### Work order
Without including the images, transcribe each record precisely as it appears below.

### Record extracts

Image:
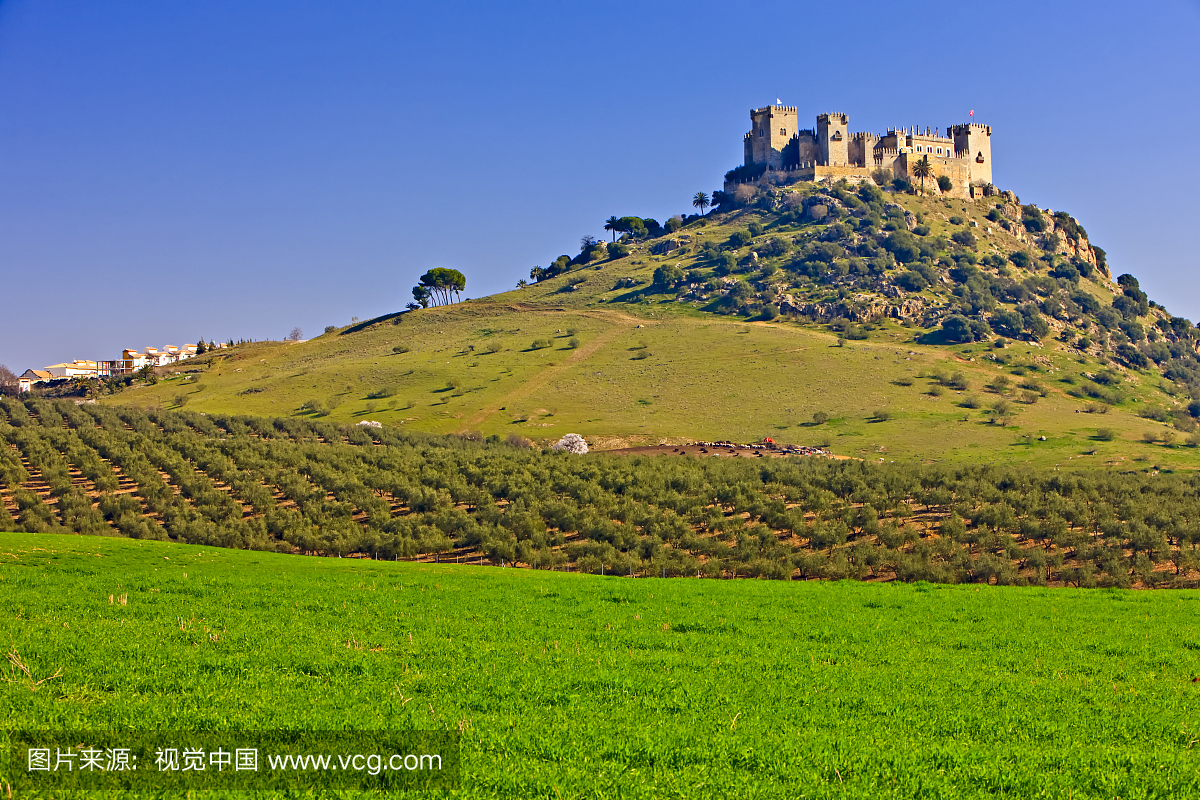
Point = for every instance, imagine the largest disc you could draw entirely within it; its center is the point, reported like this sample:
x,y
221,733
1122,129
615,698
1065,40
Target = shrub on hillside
x,y
958,328
964,238
738,239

### Response for this exercise
Image:
Point = for every instance, imagine the largest disc you could draw entirely within it; its center is the point, reported like this sample:
x,y
221,733
1122,129
615,698
1065,40
Target = shrub on hillside
x,y
958,328
964,238
738,239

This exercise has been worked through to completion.